● PAGE TEXT

◆ ◆ ◆ ◆ ◆

When I use 1024 nodes in rpc, I meet RuntimeError "listen: Address already in use"

yueyilia · September 9, 2020, 9:49am

rpc.init_rpc('env_{}'.format(rank), rank=rank, world_size=opt.world_size, rpc_backend_options=rpc.ProcessGroupRpcBackendOptions(rpc_timeout=100))

if I use 128 nodes, it works.
but when I use 1024 nodes (32 servers * 32 processes or 16 servers * 64 processes), I meet

...
RuntimeError: [/pytorch/third_party/gloo/gloo/transport/tcp/pair.cc:184] listen: Address already in use

my environment is pytorch 1.6.0, python 3.7, cuda 10.1.
is there anyone have met it before ?

mrshenli · September 9, 2020, 5:50pm

Hey @yueyilia, I haven’t seen this error before. Which version of PyTorch are you using?

yueyilia · September 10, 2020, 1:56am

my environment is pytorch 1.6.0, python 3.7, cuda 10.1.

mrshenli · September 10, 2020, 2:45am

Does tensorpipe RPC backend work in this case? It is still experimental, but we plan to make it the default backend and focus on it in future releases.

Regarding the error, I suspect this is a limitation in Gloo. I don’t have enough resource to verify this locally. If possible, can you try if init_process_group and all_reduce work with 1024 nodes?

yueyilia · September 10, 2020, 3:20am

I replace process group with tensorpipe, I also meet

...
RuntimeError: [/pytorch/third_party/gloo/gloo/transport/tcp/pair.cc:184] listen: Address already in use

It seems that tensorpipe still depends on gloo.

◆ ◆ ◆ ◆ ◆

● DATASET EXCERPT
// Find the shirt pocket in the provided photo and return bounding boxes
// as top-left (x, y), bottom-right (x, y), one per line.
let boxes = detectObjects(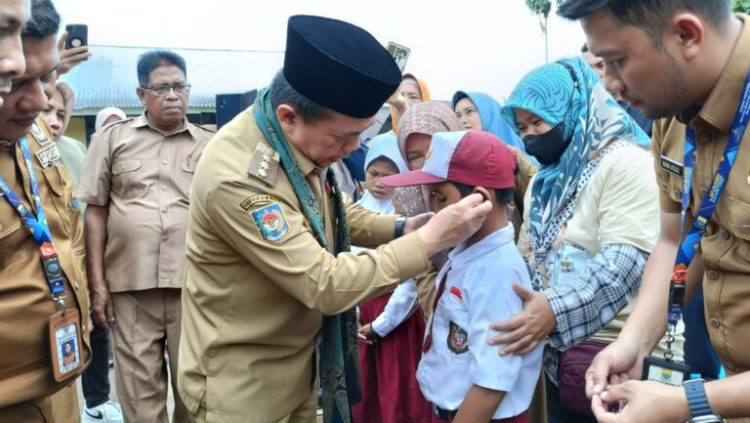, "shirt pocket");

◆ ◆ ◆ ◆ ◆

● REQUIREMENTS
1/ In the forum thread about the RPC address error, why does the original poster conclude that tensorpipe still depends on gloo? Answer in one to three sentences.
2/ Write the next part of the forum thread about the RPC address error, starting after its last line.
The listing has no connection to the forum thread about the RPC address error.

● ANSWERS FOR THIS EXERCISE
1/ After replacing the process group backend with tensorpipe, the poster still got the same RuntimeError from /pytorch/third_party/gloo/gloo/transport/tcp/pair.cc:184, "listen: Address already in use." Because the error still comes from gloo's code, the poster infers that tensorpipe still relies on gloo.

2/
I run init_process_group and all_reduce, and the error is the same.

yueyilia · September 10, 2020, 8:24am

It seems that process group needs too many ports. It will establish a connection between every two nodes, so that each server needs 32*1024 ports (32 servers * 32 processes) to establish a tcp connection. Do you have any plans to optimize it?

mrshenli · September 10, 2020, 2:10pm

It seems that tensorpipe still depends on gloo.

It’s true for now, but only for initialization and shutdown. We will remove its dependency on gloo in future releases. (hopefully in v1.8)

It seems that process group needs too many ports. It will establish a connection between every two nodes, so that each server needs 32*1024 ports (32 servers * 32 processes) to establish a tcp connection. Do you have any plans to optimize it?

Good catch! I am not aware of any plan to improve gloo for this. cc @pbelevich

pritamdamania87 · September 17, 2020, 9:29pm

For the RPC Framework it seems like this is happening since Gloo creates a tcp connection for all combination of processes in the group.

I’m wondering if this can be avoid in TensorPipe where the TCP connections are created on demand and kept in a pool for reuse. Typically in a RPC environment, we’re not talking to all the nodes in the group at the same time.

@yueyilia Could you add some details about your use case for RPC here? Are all the nodes (1024) communicating with all the other nodes in your application at the same time? Is it possible to run 1 process per server in your application to get around this in the short term? If GIL is currently the bottleneck, there is some amount of TorchScript support in the RPC framework that might help getting round GIL.

osalpekar · September 17, 2020, 11:10pm

cc: @lcw re creating TCP connections on demand in TensorPipe

lcw · September 18, 2020, 11:10am

TensorPipe would fare better if indeed your topology (i.e., the links you actually use) are a significantly smaller subset than the complete graph. (For example, if you use a server-client pattern). In other words, if your graph is sparse. For dense (near-complete) graphs TensorPipe will perform even worse than Gloo because each pipe will internally use multiple TCP connections, whereas Gloo uses only one.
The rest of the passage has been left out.